| Exercise |
Please copy out the listing below, unchanged, from the line containing "Find the tower" up to and including the last line of the listing.

| Input records |
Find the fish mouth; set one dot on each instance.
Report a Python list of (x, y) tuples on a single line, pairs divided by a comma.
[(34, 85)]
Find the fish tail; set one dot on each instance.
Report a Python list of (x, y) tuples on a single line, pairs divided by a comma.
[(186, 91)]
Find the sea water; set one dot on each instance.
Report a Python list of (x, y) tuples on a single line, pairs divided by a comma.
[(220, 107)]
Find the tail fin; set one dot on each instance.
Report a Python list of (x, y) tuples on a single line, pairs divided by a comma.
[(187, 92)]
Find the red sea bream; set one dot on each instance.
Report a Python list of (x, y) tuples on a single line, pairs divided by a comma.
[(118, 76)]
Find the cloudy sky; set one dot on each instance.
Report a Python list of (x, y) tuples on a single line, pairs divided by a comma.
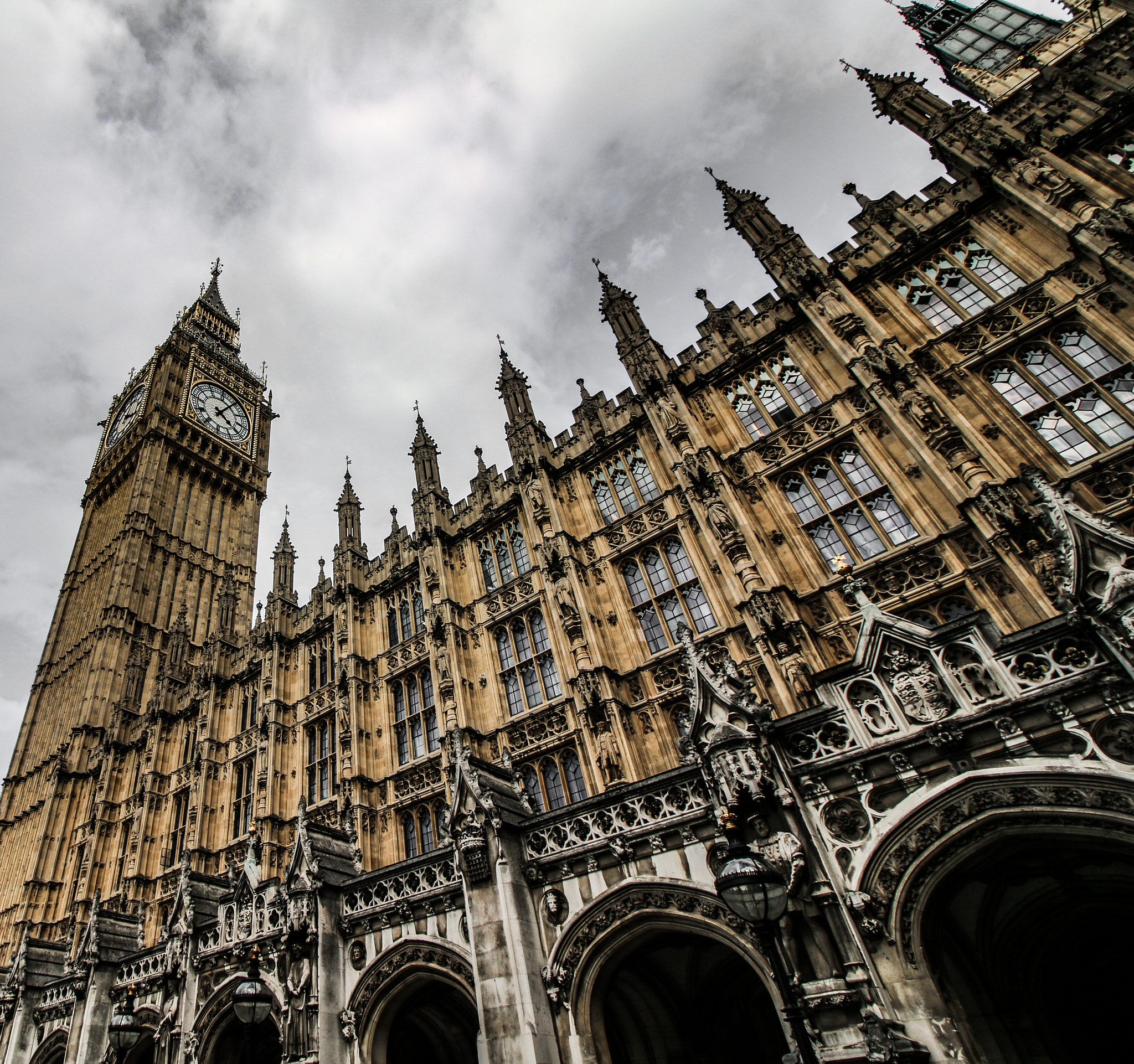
[(389, 185)]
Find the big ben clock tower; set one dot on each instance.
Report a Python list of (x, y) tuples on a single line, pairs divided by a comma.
[(163, 564)]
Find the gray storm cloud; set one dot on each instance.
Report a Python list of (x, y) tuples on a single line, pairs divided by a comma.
[(389, 187)]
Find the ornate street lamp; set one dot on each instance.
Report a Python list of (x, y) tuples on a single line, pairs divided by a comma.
[(252, 1002), (758, 894), (125, 1030)]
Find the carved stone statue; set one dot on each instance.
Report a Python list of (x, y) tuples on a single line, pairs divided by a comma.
[(296, 1043), (610, 757), (565, 599)]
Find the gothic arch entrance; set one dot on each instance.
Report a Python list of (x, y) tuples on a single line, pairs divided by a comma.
[(432, 1022), (235, 1043), (678, 998), (1030, 942)]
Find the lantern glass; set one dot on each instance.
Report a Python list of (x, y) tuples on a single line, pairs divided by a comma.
[(751, 887), (251, 1002)]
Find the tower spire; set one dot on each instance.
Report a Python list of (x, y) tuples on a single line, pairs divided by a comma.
[(643, 357), (349, 511), (284, 564), (781, 250)]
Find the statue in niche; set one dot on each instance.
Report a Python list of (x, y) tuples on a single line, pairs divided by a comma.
[(298, 986)]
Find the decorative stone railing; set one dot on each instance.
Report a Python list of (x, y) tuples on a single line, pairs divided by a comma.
[(672, 800), (435, 872)]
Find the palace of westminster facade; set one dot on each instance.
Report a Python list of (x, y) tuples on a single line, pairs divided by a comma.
[(857, 566)]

| Exercise solution |
Find the tower spire; set one dot on each instance.
Report a Python list of (x, y) tuples on a single line, pairs divided by a comma.
[(643, 357), (349, 511), (284, 564), (781, 250)]
Find the statue in niche; set one dot on each instance.
Report a Python list of (x, y) tuples on a single line, pairs divided by a comma.
[(298, 986)]
Find the decorative stone railing; set one dot on each instance.
Report a Python list of (x, y) tuples on a single line, pairs divided by a comma.
[(672, 800), (435, 872)]
Find the palace of westminster facade; set one dot on each instance.
Report a Python list of (x, y) tuples on a single line, pairs divided by a comma.
[(857, 566)]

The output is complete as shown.